(Records from a collection)
------------------------------------
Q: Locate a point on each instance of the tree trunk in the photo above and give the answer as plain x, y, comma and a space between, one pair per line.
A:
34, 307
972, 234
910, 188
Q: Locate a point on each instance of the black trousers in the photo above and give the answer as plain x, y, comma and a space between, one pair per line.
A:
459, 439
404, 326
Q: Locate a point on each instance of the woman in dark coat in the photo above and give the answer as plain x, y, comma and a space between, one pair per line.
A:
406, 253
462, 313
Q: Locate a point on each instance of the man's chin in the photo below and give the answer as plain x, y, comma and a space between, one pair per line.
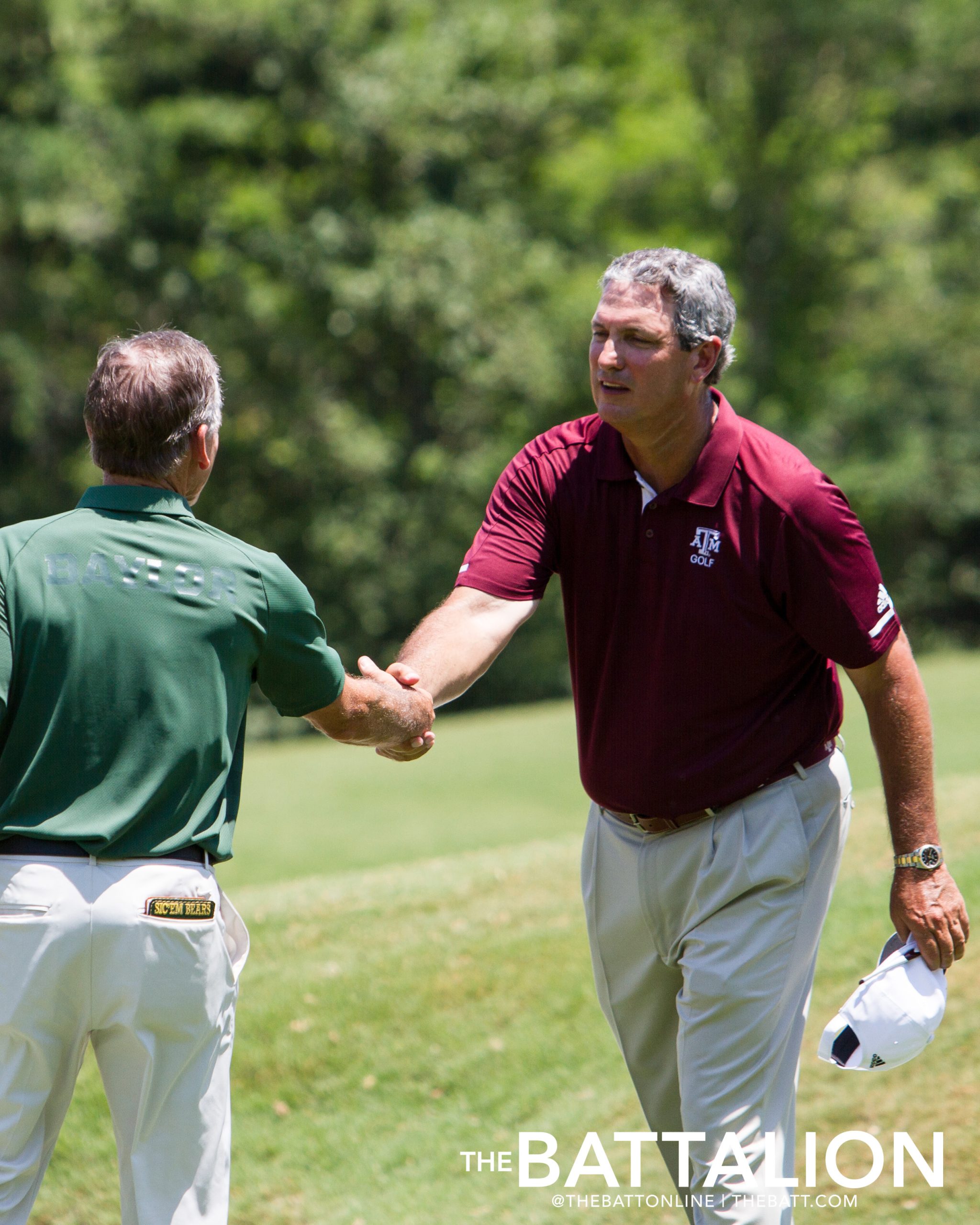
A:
615, 412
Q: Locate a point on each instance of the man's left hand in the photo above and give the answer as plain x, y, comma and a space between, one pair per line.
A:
930, 907
410, 750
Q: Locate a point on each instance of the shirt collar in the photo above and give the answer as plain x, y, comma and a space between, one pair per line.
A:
705, 483
135, 500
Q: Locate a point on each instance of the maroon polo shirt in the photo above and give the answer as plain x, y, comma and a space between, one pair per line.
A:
701, 626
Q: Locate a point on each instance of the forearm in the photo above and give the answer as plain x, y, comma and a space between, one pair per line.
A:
902, 733
457, 642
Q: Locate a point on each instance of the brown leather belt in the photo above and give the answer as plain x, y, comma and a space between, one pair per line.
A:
662, 825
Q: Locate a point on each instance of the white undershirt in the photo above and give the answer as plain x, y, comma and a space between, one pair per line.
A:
648, 491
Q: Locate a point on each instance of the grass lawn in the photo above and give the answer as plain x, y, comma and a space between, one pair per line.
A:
419, 985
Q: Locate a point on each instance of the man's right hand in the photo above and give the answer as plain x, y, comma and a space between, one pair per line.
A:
378, 711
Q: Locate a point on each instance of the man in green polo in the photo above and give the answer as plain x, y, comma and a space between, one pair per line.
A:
130, 634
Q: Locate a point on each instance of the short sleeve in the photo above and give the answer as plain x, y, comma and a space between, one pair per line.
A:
827, 581
7, 656
297, 670
515, 552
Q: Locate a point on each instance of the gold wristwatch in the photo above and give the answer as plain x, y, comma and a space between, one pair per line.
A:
929, 857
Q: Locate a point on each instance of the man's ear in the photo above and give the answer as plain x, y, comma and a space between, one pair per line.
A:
707, 359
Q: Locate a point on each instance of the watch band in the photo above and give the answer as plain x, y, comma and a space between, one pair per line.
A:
928, 857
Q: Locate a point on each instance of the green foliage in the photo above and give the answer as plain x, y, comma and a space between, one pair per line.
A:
388, 218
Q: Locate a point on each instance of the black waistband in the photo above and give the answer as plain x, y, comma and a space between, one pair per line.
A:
20, 845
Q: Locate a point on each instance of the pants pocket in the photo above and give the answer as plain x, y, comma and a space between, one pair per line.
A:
235, 934
25, 909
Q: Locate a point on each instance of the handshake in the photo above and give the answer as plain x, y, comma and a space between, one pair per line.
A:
385, 711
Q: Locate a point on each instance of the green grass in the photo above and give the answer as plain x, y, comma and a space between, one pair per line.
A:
394, 1013
494, 780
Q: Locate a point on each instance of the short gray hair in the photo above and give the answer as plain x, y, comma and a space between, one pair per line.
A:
702, 304
146, 397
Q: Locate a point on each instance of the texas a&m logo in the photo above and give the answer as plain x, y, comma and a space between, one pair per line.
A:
708, 543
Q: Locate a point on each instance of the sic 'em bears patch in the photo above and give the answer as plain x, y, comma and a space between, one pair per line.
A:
180, 908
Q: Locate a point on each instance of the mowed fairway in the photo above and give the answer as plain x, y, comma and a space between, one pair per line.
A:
419, 985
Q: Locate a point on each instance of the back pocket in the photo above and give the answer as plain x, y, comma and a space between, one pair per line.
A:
22, 911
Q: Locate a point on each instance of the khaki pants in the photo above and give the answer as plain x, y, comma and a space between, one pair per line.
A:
703, 945
80, 958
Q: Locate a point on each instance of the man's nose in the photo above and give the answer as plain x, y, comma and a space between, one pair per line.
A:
609, 358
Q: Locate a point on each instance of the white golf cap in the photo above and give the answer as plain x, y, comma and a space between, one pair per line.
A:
892, 1016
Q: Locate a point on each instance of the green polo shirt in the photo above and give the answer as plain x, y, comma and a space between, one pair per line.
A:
130, 635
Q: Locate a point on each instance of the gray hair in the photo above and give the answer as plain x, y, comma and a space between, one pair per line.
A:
146, 397
702, 304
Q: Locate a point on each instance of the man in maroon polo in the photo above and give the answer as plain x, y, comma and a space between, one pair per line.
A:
712, 580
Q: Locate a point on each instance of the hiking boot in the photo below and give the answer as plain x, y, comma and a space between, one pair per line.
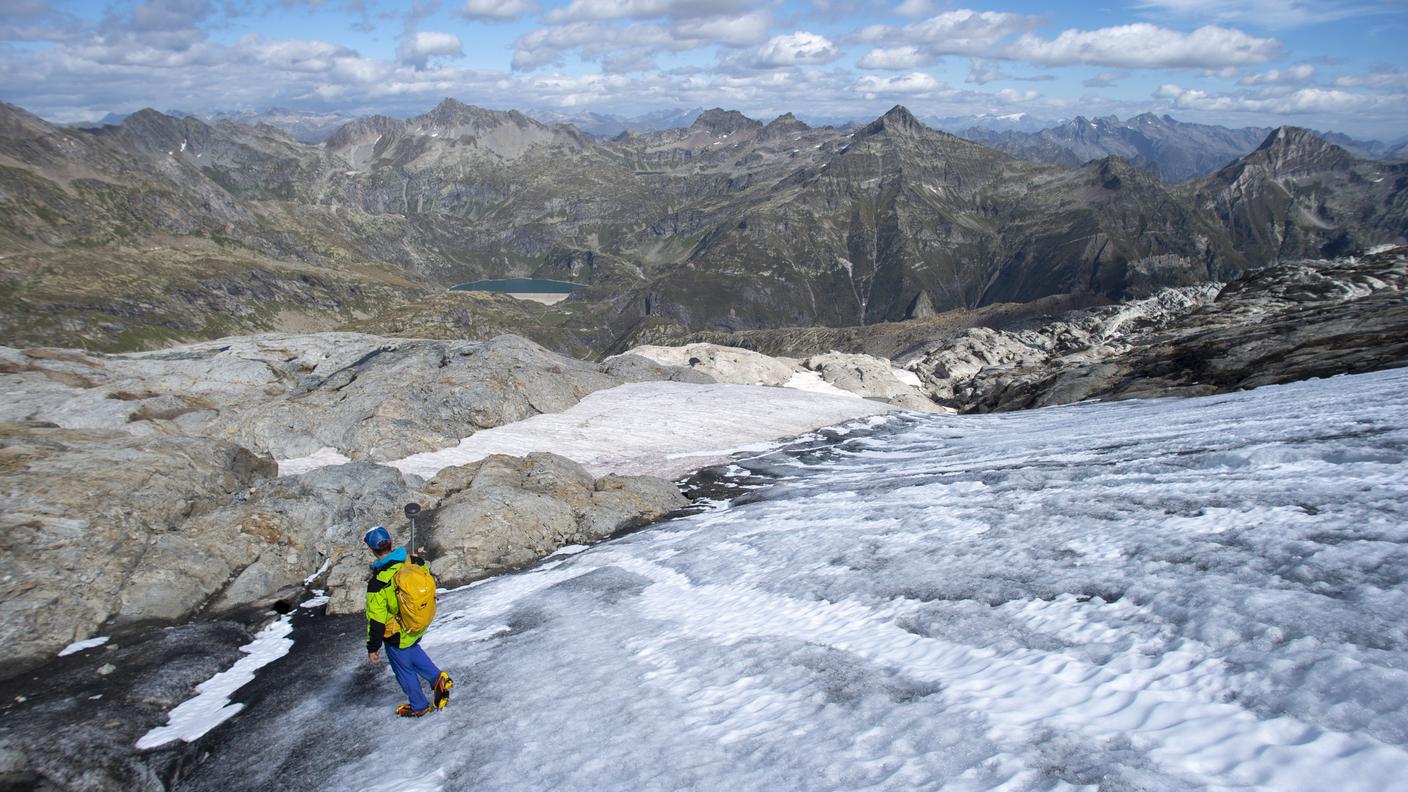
------------------------------------
• Prompt
Except for the pictures, set down each line of the records exactly as it appears.

• Answer box
Q: Locate a point on each instance of the tree trunk in the photo above and give the answer as plain x, y, comma and a space between, one pair per line.
A:
34, 307
972, 234
910, 188
Q: Locate a point on each instance of the black trousers in the photo above and give the answer as plain x, y, comma and a space between, one pair per line.
A:
459, 439
404, 326
Q: Locate a point on each instance of the woman in dark coat in the photo above and give the answer as plain x, y, comma and a space between, one pair per line.
A:
406, 253
462, 313
Q: Locate a point on each instance of the man's chin in the photo below and give the answer as plain x, y, comma and a space between, one pair per line.
A:
615, 412
Q: Locate a point on each instance of the man's left hand in the photo above and give the answer as plain x, y, comma and a space between, one pair per line.
A:
930, 907
410, 750
Q: Locate a point on each instance of the shirt collar in the photo above and give the answer as plain x, y, comma and a space between, one pair per line.
A:
705, 483
135, 500
Q: Locate a point on each instance of the maroon polo shirt in the photo above and give the answer as plain x, y, comma and a space between, one pair per line.
A:
701, 626
Q: Locate a point on each instance of the forearm in the photo above and give the answer as plain x, y, comma and a space between, one pair per line.
A:
902, 733
457, 642
Q: Locate a point on each instance of the brown leather belt in the photo above and give the answer as plain x, y, comma and a space between, one pair per line.
A:
662, 825
Q: Locate a point on each instance of the white undershirt in the photo above and give the answer as plain x, y, comma and a space between, one pair per line.
A:
648, 491
Q: Locate a point on each instance of the grass lawn in the photo above and give the answer as plain x, y, comma and a space between, one pair per line.
A:
419, 985
Q: Locate a point on each instance of the man's right hand in the photo above and give the answer as plain x, y, comma and a space between, one pair per line.
A:
378, 711
Q: Locate a point on each instance of the man in green polo in the photo above and give the answer as plain x, y, comma and a space between, one pair per line.
A:
130, 634
Q: Locate a point on each instance of the short sleeve in the photo above and give the answer as plain x, y, comma and a space between, one pair per line.
A:
827, 581
7, 656
297, 670
515, 552
Q: Locate a point on each instance of the gold wristwatch in the photo above and give the answer as plain x, y, comma and a space between, one pair per line.
A:
929, 857
Q: Locate a point on each instance of the man's ear in the photo above and give the answer as plain x, y, comma and a space between, one pair per line.
A:
707, 359
Q: Locate a point on each instance of the watch band in the photo above and give the answer as plain x, y, comma and a space between, one pair per line.
A:
928, 857
Q: Locate a point on each instance of the green foliage in the photo above and give the answer as plain x, y, comma and a space between, one pair per line.
A:
388, 218
Q: Locate a point on each instance of the black waistband in the photo above and give the answer as plain x, y, comma and a space between, one pair per line.
A:
20, 845
Q: Locate a point on each instance of the pants pocket in the photo above and give the answer as plain x, y, comma and a space between, one pair per line.
A:
235, 934
25, 909
Q: Locate a point on each instance of the handshake in the photo above and give the answer as plain x, y, comma and a space between, one pair per line.
A:
385, 711
Q: Locate a point on each instance of the green grass in the photo above and give the answer as plain x, y, comma and a space between, one pair per line.
A:
394, 1013
494, 780
Q: Locate a point on each instance of the short gray hair in the photo above and give the answer as plain x, y, comma and a space between, one pair per line.
A:
702, 304
146, 397
Q: Locate a point on each instance of the texas a&m logo in the photo above and give the answer as plain x, y, comma and a space between, one pair per line.
A:
708, 543
Q: Locate a point on each instance of the sic 'em bears patch in the photo above and give the answer as plain x, y, comma and a space between, one pair per line.
A:
180, 908
Q: Locate a point on each instance of the mowed fairway in the photo above and give the answer as plain x, y, comma and a space between, one pair per line.
A:
419, 985
Q: Locate a point on each instance of the back pocket in the photo above and give the answer as plain x, y, comma and a space between, one pair per line.
A:
22, 911
Q: Locate a point on each instance of the khaki pants in the photo above and give the answer as plain x, y, comma and a space between, one pair per line.
A:
703, 945
80, 958
Q: Locate a point on each instance of the man's nose in the photo above and give the answer as plain x, y, comma and a space between, one pair per line.
A:
609, 358
Q: Locate a point on each instance of the white golf cap in the photo above and give the answer as plain x, y, comma and a space between, one pair per line.
A:
892, 1016
Q: Locate a point on each instance of the green polo shirt in the photo above and give the answer as plain x, y, comma and a space between, one pair per line.
A:
130, 635
Q: Locate a point on each instance of the gray hair in the photo above and give the answer as plain x, y, comma and a space between, one pair per line.
A:
146, 397
702, 304
Q: Locate a point on each instance of the man in maroon polo in the photo above and give the answer as plain x, y, comma and a space between, one pair per line.
A:
712, 580
Q: Locate a point on each instance of the hiking boot in the photo below and give the answer as plain x, y, comma and a space between, one pair per line.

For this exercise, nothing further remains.